---------- Texte fourni

Kevin Rudd, ex-Premier ministre australien, ne cache pas sa colère contre son successeur qu'il accuse d'avoir "sapé" les relations avec la France et l'UE en donnant une "tournure politique à la sécurité nationale".

Trahison! La France n'est pas la seule à utiliser ce terme pour qualifier la décision de Scott Morrison, premier ministre australien, de rompre le contrat de sous-marins sans en avoir averti au préalable les autorités françaises. Dans une tribune au Guardian, son prédécesseur, Kevin Rudd, a des mots très durs sur ce revirement qui pourrait avoir de néfastes conséquences dans l'indopacifique au moment où la Chine monte en puissance.

Cette longue tribune confirme même les explications du ministère des Armées qui a révélé mardi, lors d'un briefing de mise au point, que la veille de l'annonce de l'annulation du contrat, Canberra avait confirmé par courrier sa pleine satisfaction laissant entendre la poursuite du programme avec Naval Group.

--------------------

Consigne A |
Répondez à ces questions sur le texte à propos du contrat de sous-marins :
(i) Dans quel journal Kevin Rudd a-t-il publié sa tribune ?
(ii) Quel jour le ministère des Armées a-t-il tenu son briefing de mise au point ?
(iii) Avec quelle entreprise le programme semblait-il devoir se poursuivre ?
Le texte et les lignes n'ont aucun lien entre eux.

---------- Lignes de données

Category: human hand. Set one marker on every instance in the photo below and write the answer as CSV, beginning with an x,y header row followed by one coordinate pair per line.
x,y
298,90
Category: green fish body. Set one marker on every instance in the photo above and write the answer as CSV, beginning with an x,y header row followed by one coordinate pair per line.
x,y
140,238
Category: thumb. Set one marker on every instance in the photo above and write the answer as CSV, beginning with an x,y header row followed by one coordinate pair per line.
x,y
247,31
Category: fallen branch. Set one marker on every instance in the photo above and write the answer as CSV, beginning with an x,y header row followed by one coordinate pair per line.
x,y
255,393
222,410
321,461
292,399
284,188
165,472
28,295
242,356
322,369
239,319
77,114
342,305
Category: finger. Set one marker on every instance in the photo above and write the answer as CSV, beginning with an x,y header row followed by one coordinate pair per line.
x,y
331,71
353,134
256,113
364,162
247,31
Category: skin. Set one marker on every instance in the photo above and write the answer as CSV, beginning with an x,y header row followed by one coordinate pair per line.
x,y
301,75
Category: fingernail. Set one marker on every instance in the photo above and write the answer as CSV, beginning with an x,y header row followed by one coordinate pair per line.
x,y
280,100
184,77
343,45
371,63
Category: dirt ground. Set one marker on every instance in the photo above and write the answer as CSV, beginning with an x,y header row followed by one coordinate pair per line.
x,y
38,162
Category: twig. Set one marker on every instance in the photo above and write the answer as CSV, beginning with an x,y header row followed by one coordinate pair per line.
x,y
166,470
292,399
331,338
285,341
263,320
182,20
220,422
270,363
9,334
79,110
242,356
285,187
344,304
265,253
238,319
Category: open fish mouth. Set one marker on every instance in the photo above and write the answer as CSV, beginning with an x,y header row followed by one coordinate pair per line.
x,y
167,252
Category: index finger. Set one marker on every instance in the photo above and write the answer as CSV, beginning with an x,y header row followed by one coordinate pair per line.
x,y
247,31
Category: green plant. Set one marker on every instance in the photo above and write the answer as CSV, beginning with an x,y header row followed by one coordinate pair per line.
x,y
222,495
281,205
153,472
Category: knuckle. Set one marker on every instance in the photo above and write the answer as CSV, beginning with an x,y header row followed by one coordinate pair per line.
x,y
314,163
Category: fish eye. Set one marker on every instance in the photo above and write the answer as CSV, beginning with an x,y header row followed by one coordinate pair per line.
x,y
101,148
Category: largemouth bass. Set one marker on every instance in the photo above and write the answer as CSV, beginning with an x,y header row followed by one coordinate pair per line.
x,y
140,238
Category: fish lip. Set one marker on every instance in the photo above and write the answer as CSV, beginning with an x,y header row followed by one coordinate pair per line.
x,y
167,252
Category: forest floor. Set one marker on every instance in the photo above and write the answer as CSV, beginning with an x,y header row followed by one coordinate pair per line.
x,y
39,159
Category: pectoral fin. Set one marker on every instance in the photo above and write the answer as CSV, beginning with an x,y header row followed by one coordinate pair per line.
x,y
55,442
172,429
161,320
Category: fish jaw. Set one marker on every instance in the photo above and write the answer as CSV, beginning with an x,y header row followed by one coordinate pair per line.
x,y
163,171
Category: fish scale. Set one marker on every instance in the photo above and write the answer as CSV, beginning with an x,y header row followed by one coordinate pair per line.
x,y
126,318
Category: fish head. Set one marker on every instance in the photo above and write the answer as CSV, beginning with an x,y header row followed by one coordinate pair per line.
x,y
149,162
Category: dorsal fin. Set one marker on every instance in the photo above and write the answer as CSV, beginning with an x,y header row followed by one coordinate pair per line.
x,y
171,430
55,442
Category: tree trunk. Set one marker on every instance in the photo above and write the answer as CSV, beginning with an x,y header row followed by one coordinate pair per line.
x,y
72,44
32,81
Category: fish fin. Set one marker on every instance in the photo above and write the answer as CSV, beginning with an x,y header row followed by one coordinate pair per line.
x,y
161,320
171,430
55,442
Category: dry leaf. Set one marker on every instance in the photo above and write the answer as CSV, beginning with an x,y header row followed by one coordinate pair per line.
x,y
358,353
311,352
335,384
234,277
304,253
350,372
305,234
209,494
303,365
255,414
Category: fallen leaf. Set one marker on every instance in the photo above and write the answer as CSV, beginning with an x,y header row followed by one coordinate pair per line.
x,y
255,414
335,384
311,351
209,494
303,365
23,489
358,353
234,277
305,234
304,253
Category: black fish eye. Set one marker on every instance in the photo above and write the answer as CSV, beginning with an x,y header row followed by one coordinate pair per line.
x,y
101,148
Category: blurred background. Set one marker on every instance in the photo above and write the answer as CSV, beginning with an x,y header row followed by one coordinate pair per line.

--------------------

Consigne B | Recopiez les lignes de données, de celle qui contient "Category: black fish" jusqu'à la toute dernière, ces deux lignes comprises.

Bonne réponse A |
(i) Le Guardian
(ii) Mardi
(iii) Naval Group

Bonne réponse B |
Category: black fish eye. Set one marker on every instance in the photo above and write the answer as CSV, beginning with an x,y header row followed by one coordinate pair per line.
x,y
101,148
Category: blurred background. Set one marker on every instance in the photo above and write the answer as CSV, beginning with an x,y header row followed by one coordinate pair per line.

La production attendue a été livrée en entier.